Quoted text
Monday, 29 July 2013

It's all about being Happy!!


Just like every Indian kid, I grew up in a typical Indian family which has a deep rooted belief system, which takes immense pride in being an Indian, part of an ancient and rich culture. The kith and kin encompassing me were similar to almost every Indian household  that i have observed so far, who consider their religion the best, specifically the sect to which they belong as superior and traditions they follow beyond compare, who constantly criticise the western culture for being festering, sex smoking and cigars as the supreme most sins and disrespect for western women because they dint know how to respect their bodies! And ultimate fantasy to see their kids become doctors or engineers!!

Till quite a long stage in my life I believed all of the above to be the ultimate truth. Not because it was what I felt from my heart but it is what the elders in my family believed.! For kids the words spoken by teachers, parents, elders are gospel. 

At each stage of my life I got a chance to experiment each of these beliefs which I had chosen to imbibe in me as a kid. 

I distinctly remember in my school days how I took pride in being a Hindu and how I would debate with my friends in break time about the superiority of the culture with my friends from different races. I could sense that same pride in them as well. It seemed that non of us even had the knowledge of what we spoke but our conversations were just based on what we heard at home and our places of worship. Though debate used be pretty light and not serious but it did lay a seed of doubt abt my superiority over them. Today I laugh at how secretly in my heart i would sympathise my classmates bcz they weren't part of a superior clan.!

Given data

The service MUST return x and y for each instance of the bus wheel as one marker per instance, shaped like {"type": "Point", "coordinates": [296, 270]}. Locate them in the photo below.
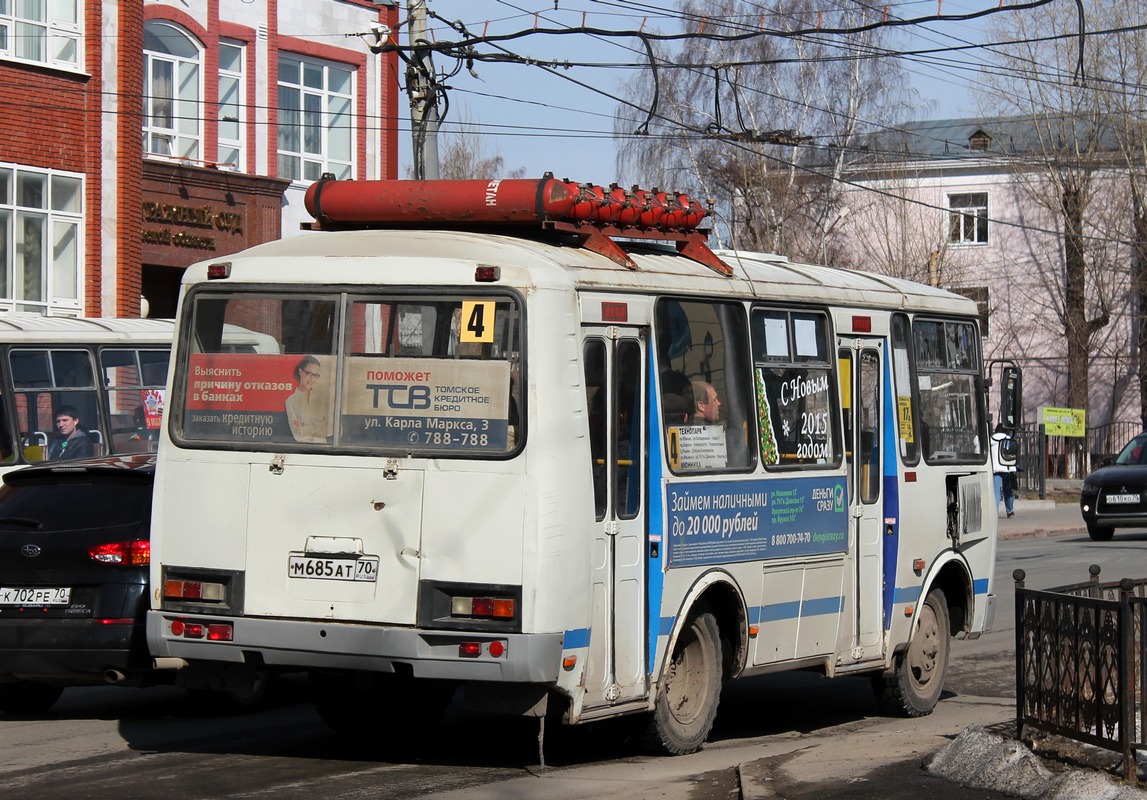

Problem 1
In the blog post, whose words are described as gospel for kids? List each one.
Problem 2
Answer these about the blog post:
(a) On what date was it posted?
(b) What did the writer debate with friends during break time at school?
(c) What is described as the ultimate fantasy of these families?
Problem 3
Carry on the blog post from its last sentence.
None of the material is needed here.

Expected answer 1
Teachers, parents, elders

Expected answer 2
(a) Monday, 29 July 2013
(b) The superiority of the culture
(c) To see their kids become doctors or engineers

Expected answer 3
By the time I reached my higher school thankfully  I realised for myself that my friends from different backgrounds were just the same as I was. But then a new belief system was taking birth within me. Academically I have been an average student myself. I was quite in awe of the students who had good grades and toppers in school. Teachers respected them. My mother would ask me, why i wasnt friends with them? I felt that they were superior to me since they enjoyed all the lime light in school. I thought ideally all students should just inspire to be like them. This belief got carried forward with me to college as well. 
I see my college days as the best days so far because in those five years my wheels of fundamental thinking began to churn. I had v good friends who were extremely studious and also few closest buddies who struggled hard with their kts! I got chance to work on my college projects with boys who were grossly focused on their careers and others who loved to hang out, roam aimlessly. I got chance to get close to friends who would smoke, drink and some even atheists. I saw few love relationships blossom in my group and witnessed few fake relations which eventually broke off, Sum friends were shy, sum snobbish, sum helpful, sum selfish. 
I was still the one who took pride in being a desi indian girl. Since childhood i grew up listening that being a religious person, following rituals, not smoking or to put it  in short being desi was being good. Being a good girl brought happiness. While being anything other than good is source of sorrow.!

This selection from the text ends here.